EXTRACTED TEXT →
==*==

“Ending Things”

A breaking up art form that falls somewhere between the truth and a hail Mary


You can rip off a Band-Aid two ways.

The first way is slowly, methodically and painfully. If you’re semi-masochistic, you can tilt your head sideways and watch your skin make pointed tents as its follicles are pulled upward by hair stuck to the tacky plastic. This way always leaves a bit of black residue behind in the outline of its original plot, eerily similar to the white chalk drawings left over after a crime scene.

The second way is obviously better but not easier — you rip that shit off like you’re a Clint Eastwood cowboy.

When talking about “ending things” in regards to the non-relationship relationship, I like to keep those words between quotation marks for a reason: in this day and age, where most people are “just hanging out” as opposed to dating, a full on Break Up (phone call or in person) seems pretty dramatic for someone you’re not even calling your boyfriend or girlfriend. But the elusiveness of our hook up culture — no titles allowed, ambiguous exclusivity rules — lends itself to extremely vague guidelines when it comes to putting the kibosh on whatever the situation was with that other person. So how are we supposed to do it?

It seems like we’ve got two options, and they feel a lot like removing those Band-Aids.

==*==

DATA SECTION →
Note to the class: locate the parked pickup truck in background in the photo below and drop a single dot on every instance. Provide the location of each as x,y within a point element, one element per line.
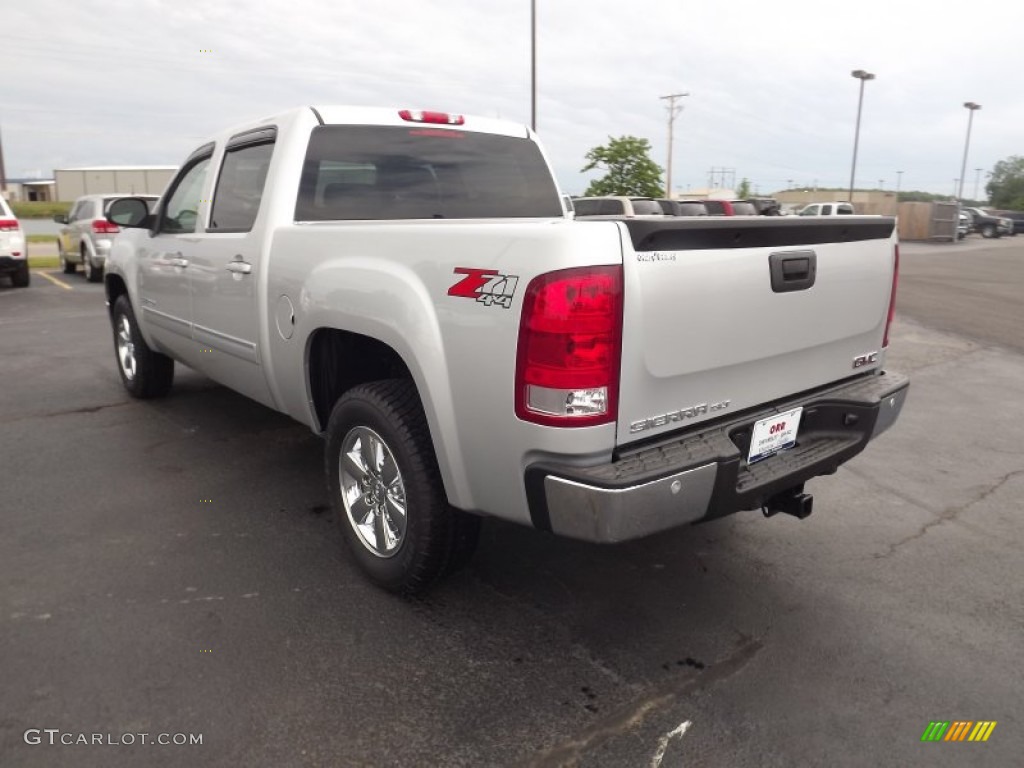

==*==

EXERCISE TASKS →
a) Reproduce the stretch of the essay on ending things from "The first way" through "a crime scene.".
b) Answer these about the essay on ending things:
(i) What does the slow way of removing a Band-Aid always leave behind?
(ii) The fast way is compared to acting like what kind of cowboy?
(iii) What two features of hook-up culture are given as examples of its elusiveness?

ANSWERS TO THE EXERCISES →
a)
The first way is slowly, methodically and painfully. If you’re semi-masochistic, you can tilt your head sideways and watch your skin make pointed tents as its follicles are pulled upward by hair stuck to the tacky plastic. This way always leaves a bit of black residue behind in the outline of its original plot, eerily similar to the white chalk drawings left over after a crime scene.

b)
(i) A bit of black residue in the outline of its original plot
(ii) A Clint Eastwood cowboy
(iii) No titles allowed, and ambiguous exclusivity rules